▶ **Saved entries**
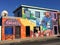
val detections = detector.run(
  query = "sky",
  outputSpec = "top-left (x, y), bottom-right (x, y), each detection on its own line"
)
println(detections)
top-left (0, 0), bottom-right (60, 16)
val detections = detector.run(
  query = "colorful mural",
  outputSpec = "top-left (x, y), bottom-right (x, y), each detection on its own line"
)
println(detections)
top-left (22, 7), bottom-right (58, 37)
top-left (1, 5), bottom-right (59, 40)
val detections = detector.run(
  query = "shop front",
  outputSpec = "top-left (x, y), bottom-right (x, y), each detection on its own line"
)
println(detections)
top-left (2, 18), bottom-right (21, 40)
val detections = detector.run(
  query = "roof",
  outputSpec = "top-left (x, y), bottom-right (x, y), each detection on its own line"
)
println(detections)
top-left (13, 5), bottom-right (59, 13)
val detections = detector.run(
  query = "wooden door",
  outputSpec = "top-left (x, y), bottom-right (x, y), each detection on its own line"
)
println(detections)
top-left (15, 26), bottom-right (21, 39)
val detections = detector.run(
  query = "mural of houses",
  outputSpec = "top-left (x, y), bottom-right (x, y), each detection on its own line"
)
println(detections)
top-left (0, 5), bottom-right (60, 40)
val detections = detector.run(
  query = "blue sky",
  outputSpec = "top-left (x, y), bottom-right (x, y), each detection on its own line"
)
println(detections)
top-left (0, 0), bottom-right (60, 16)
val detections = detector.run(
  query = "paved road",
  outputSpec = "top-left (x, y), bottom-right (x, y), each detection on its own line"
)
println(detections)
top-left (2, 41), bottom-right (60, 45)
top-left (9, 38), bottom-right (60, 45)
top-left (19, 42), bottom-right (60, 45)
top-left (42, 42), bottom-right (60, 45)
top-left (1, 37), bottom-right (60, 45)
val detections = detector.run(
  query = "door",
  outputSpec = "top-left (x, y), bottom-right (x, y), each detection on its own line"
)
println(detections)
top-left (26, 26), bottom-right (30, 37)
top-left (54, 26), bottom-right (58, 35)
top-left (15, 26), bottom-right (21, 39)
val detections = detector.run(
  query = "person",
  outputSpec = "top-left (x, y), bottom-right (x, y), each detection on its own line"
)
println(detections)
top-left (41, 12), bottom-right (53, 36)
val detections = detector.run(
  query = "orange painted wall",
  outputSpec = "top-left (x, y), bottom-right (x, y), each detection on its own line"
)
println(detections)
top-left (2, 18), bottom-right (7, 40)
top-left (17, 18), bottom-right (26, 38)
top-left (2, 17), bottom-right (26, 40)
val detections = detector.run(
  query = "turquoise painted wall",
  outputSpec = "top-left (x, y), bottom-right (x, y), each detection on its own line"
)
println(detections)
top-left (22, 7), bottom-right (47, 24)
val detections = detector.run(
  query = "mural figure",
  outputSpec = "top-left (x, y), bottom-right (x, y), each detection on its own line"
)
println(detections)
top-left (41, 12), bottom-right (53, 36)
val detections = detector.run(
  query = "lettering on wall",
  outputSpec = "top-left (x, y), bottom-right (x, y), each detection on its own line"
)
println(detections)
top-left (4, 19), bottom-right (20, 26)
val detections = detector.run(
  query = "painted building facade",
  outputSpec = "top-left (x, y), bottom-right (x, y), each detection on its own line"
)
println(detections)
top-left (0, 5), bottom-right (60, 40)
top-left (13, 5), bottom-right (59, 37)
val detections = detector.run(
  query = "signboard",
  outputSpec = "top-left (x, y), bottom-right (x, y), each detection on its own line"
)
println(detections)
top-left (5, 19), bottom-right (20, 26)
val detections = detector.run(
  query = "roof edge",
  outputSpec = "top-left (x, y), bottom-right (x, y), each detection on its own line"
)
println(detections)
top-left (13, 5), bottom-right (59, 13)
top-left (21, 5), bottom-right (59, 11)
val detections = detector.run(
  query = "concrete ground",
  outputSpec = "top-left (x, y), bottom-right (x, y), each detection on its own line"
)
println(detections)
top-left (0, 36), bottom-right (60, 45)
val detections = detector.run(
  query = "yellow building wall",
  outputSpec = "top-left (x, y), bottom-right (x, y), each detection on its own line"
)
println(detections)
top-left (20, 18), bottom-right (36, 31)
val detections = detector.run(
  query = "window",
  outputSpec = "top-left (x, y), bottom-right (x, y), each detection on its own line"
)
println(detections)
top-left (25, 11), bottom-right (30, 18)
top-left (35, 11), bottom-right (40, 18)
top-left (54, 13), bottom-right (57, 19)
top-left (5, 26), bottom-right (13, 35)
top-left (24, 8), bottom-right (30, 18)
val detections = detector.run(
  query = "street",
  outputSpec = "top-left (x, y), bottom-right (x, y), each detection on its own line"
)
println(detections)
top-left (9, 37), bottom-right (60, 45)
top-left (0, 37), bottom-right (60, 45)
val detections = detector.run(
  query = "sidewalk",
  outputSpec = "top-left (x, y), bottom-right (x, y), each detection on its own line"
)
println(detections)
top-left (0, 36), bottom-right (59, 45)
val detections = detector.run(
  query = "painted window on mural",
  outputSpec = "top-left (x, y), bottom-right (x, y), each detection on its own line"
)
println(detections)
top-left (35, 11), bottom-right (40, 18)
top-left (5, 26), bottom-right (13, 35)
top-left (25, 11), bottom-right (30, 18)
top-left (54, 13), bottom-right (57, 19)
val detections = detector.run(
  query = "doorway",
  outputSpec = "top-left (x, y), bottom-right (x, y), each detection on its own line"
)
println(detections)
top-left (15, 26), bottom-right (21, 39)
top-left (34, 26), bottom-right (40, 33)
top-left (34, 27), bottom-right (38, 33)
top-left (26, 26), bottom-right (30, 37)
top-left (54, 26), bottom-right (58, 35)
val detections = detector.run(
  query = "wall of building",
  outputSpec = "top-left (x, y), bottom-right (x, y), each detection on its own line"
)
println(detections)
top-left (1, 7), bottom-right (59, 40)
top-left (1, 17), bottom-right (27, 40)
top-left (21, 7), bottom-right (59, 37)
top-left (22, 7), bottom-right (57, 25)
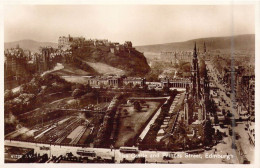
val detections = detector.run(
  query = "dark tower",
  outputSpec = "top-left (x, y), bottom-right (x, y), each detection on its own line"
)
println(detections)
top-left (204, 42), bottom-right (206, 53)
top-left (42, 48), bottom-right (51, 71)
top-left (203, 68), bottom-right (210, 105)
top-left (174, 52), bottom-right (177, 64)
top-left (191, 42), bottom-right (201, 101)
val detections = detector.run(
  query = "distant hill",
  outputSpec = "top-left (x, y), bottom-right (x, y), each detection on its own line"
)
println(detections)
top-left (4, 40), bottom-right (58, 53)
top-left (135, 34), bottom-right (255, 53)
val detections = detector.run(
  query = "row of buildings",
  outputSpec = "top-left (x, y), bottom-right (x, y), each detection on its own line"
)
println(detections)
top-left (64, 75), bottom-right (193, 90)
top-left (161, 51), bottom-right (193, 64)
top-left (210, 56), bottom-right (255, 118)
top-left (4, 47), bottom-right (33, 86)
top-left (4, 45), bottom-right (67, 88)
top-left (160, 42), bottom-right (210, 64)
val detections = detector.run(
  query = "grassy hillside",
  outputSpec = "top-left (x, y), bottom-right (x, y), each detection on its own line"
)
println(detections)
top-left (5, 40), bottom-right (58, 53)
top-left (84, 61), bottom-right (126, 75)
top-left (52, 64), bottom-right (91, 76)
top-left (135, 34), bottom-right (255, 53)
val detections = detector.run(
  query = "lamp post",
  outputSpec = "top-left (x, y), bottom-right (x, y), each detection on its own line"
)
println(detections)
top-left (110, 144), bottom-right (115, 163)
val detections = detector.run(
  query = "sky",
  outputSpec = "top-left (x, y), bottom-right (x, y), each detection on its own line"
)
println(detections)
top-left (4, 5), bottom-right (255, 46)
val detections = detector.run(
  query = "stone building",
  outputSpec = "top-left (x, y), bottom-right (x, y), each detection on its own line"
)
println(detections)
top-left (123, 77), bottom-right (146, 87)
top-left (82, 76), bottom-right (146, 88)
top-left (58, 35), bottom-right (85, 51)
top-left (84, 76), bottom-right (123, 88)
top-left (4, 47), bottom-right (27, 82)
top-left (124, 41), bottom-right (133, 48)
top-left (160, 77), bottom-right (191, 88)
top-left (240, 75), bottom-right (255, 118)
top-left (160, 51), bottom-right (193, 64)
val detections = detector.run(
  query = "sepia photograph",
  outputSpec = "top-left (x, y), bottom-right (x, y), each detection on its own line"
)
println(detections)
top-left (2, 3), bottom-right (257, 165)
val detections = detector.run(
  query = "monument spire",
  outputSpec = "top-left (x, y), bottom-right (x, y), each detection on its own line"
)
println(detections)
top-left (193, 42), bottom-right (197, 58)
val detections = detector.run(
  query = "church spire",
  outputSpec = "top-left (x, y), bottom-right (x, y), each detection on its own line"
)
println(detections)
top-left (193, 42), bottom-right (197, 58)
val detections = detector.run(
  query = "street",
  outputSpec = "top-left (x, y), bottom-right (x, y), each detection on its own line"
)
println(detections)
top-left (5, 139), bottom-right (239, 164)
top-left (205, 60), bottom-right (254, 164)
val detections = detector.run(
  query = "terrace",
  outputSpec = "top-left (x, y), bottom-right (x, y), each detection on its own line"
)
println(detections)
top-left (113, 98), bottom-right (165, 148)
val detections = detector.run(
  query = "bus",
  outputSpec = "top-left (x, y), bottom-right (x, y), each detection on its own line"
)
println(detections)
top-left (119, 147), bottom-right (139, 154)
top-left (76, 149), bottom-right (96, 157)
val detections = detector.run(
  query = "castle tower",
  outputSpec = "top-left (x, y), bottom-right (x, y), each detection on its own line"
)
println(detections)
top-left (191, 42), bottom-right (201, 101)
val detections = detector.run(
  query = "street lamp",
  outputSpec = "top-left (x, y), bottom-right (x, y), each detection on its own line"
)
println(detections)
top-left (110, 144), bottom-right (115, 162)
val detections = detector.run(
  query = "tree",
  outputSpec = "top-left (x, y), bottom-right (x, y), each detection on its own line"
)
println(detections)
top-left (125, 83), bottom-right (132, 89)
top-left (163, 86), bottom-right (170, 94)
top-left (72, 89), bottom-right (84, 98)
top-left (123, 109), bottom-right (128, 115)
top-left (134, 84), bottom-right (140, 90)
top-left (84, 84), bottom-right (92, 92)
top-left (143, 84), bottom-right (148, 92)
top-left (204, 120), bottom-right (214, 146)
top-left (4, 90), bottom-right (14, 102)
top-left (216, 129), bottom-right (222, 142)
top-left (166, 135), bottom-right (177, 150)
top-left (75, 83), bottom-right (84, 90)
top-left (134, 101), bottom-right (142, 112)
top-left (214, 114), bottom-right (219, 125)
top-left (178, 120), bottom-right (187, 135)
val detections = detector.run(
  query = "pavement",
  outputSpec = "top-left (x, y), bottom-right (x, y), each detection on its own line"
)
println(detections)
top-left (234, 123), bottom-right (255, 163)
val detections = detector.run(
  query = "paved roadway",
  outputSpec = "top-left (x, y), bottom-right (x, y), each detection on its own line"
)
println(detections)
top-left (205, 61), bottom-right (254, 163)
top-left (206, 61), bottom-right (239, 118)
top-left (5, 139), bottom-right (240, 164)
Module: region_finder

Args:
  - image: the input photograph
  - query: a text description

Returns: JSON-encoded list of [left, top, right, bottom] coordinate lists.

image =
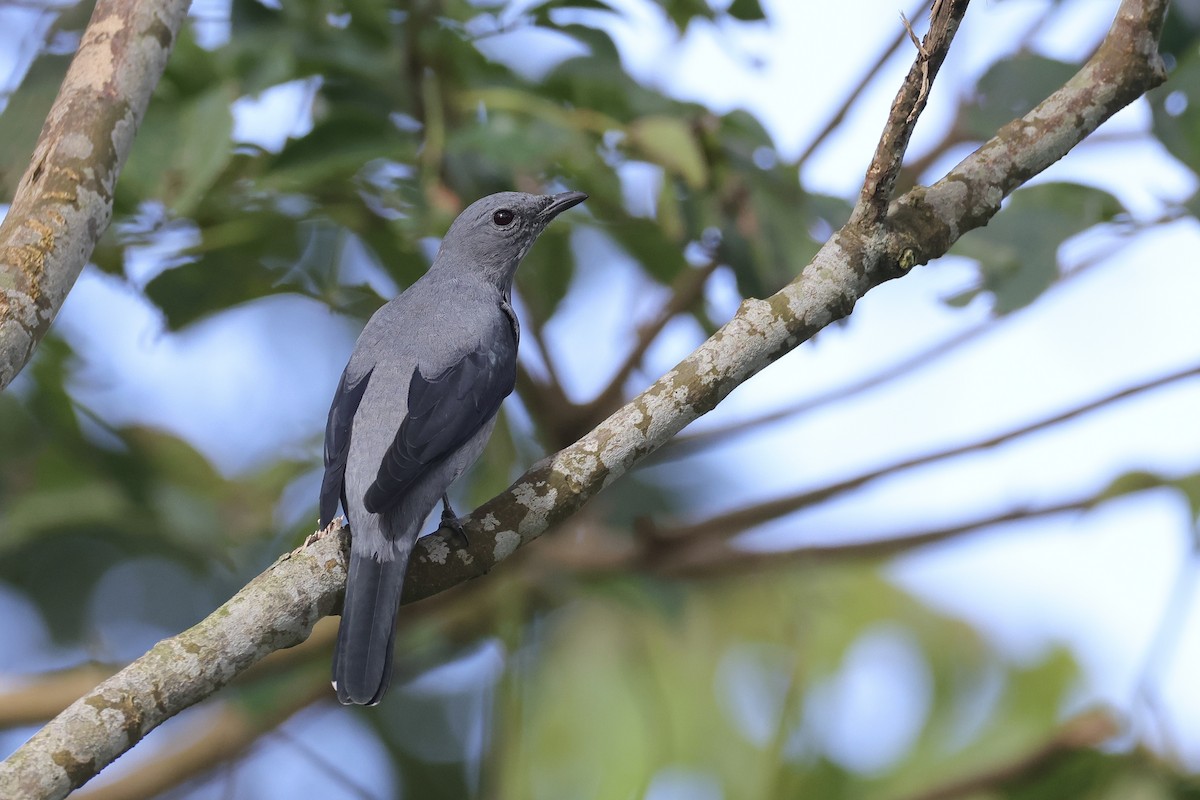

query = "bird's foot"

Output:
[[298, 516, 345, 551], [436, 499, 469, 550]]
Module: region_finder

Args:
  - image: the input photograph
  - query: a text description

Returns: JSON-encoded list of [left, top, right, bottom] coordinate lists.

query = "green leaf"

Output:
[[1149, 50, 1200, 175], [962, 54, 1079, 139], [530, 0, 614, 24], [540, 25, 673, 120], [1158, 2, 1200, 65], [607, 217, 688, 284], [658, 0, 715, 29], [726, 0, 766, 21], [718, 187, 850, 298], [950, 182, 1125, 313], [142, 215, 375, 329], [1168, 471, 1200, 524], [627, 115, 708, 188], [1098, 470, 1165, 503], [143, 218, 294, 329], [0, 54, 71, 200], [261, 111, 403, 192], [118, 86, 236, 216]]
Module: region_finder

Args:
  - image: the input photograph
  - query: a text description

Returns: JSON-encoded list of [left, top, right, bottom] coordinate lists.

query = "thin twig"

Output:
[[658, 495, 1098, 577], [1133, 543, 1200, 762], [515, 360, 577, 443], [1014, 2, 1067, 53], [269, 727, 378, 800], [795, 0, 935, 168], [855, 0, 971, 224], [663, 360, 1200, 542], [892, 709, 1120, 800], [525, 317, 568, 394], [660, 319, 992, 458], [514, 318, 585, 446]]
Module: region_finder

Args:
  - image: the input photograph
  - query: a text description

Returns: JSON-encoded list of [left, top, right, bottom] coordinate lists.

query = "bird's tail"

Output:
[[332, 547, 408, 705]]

▶ **WORK ITEM**
The count of lines above that contain "spire" is all that should be given.

▶ **ANSWER SPACE**
2